TASK STATEMENT: Reproduce the lines below word for word, from the first one through the line that contains "positive clicks: (303, 375) (308, 373)", both included, and nothing after it.

MATERIAL SHOWN:

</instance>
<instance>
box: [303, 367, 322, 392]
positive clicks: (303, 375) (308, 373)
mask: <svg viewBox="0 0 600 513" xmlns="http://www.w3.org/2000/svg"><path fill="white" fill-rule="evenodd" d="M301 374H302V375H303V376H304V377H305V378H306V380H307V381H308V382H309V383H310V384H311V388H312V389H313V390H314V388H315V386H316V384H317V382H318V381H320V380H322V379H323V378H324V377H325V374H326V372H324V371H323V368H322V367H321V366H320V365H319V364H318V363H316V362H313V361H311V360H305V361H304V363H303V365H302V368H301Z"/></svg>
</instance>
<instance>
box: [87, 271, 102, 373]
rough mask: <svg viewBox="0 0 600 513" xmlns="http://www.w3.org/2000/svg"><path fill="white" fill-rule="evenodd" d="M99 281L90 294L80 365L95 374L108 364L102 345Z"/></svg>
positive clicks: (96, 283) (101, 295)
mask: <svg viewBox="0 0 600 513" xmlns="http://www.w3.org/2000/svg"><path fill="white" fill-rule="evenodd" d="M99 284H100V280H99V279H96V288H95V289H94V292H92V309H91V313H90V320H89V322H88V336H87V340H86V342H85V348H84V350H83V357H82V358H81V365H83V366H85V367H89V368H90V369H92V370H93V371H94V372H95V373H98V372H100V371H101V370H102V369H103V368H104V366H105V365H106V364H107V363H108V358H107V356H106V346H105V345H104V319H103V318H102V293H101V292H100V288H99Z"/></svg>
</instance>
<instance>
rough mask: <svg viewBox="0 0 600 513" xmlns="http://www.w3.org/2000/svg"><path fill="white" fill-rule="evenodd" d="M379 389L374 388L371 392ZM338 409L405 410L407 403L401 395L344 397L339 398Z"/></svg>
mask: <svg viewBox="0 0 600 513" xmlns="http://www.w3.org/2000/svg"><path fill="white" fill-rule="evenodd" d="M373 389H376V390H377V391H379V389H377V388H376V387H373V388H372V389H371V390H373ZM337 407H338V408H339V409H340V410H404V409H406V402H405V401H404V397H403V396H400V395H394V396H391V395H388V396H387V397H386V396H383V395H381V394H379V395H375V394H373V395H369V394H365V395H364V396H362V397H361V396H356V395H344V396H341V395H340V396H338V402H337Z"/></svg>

YOUR SOLUTION:
</instance>
<instance>
box: [303, 367, 322, 392]
positive clicks: (303, 375) (308, 373)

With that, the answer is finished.